Antes de que la transición tuviera ese nombre, en los confusos meses que siguieron a la muerte del dictador, este joven asistió en Madrid a una asamblea del sindicato comisiones obreras del gremio de artes gráficas al que estaba adscrito como empleado de librería. La asamblea tuvo lugar de forma semitolerada en un local del sindicato vertical. El aparato de la dictadura mostraba síntomas de desgaste de materiales que anunciaban su pronto derrumbe. La asamblea discurrió con una mezcla de vehemencia y disciplina que admiró al joven dependiente de comercio y duró hasta que el funcionario franquista que oficiaba de conserje del edificio intervino con el característico soniquete madrileño, vamos, señores, vamos, que hay que ir terminando para irse a casa, que los demás también trabajamos. Fue este último adorno retórico del funcionario el que levantó una oleada de rechazo en los congregados, uuuh, fuera, fuera, cortada en seco por el que presidía la asamblea: compañeros, calma, no caigáis en provocaciones.

□ □ □ □ □

- Ejercicios propuestos:
**a)** Según el texto del documento, ¿en qué lugar se celebró la asamblea?
**b)** Indique si cada una de las siguientes afirmaciones concuerda con el texto del documento y cite las palabras que lo deciden: (i) el joven pertenecía al gremio como empleado de librería; (ii) la asamblea concluyó cuando la policía desalojó el local; (iii) quien presidía la asamblea pidió calma a los asistentes.

- Material registrado:
□ □ □ □ □

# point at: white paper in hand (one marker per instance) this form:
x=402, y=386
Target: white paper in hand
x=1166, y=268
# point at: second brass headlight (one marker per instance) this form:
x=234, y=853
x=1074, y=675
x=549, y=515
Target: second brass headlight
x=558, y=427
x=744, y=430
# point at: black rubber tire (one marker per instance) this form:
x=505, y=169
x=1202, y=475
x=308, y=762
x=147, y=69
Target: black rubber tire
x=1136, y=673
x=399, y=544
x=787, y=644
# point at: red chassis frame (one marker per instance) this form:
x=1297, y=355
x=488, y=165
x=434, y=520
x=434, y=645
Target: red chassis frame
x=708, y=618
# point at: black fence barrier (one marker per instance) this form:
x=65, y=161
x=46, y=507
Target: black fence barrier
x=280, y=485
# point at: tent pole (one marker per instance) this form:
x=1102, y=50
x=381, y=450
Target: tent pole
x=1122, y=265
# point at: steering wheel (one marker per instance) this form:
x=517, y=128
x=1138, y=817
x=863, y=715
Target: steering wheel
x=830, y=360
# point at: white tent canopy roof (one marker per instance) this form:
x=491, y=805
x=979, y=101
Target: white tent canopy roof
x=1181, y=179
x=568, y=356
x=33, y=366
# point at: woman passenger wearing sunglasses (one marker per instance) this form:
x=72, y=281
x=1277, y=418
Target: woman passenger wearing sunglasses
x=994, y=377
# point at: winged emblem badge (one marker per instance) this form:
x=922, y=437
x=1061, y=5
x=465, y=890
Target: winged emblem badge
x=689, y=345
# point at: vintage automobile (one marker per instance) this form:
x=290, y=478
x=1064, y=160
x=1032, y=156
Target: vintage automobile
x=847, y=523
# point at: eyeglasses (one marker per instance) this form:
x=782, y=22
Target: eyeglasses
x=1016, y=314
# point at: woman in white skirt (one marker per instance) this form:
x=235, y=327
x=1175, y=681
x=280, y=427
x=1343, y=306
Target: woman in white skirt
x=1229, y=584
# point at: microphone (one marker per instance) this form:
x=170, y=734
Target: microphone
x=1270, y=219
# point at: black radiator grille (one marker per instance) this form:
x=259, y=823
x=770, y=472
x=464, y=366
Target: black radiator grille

□ □ □ □ □

- Respuestas por ejercicio:
**a)** En un local del sindicato vertical, en Madrid.

**b)**
(i) Sí: «al que estaba adscrito como empleado de librería».
(ii) No: «duró hasta que el funcionario franquista que oficiaba de conserje del edificio intervino».
(iii) Sí: «compañeros, calma, no caigáis en provocaciones».